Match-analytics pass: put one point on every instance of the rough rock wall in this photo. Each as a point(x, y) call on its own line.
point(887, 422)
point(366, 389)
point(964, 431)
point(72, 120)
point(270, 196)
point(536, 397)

·····

**Stated goal**
Reproduce the lines in the records above verbatim.

**Finished exercise**
Match-analytics pass: put one point on every instance of the rough rock wall in this photo. Each as a point(x, y) call on its own line.
point(887, 422)
point(366, 389)
point(964, 431)
point(72, 120)
point(270, 196)
point(536, 397)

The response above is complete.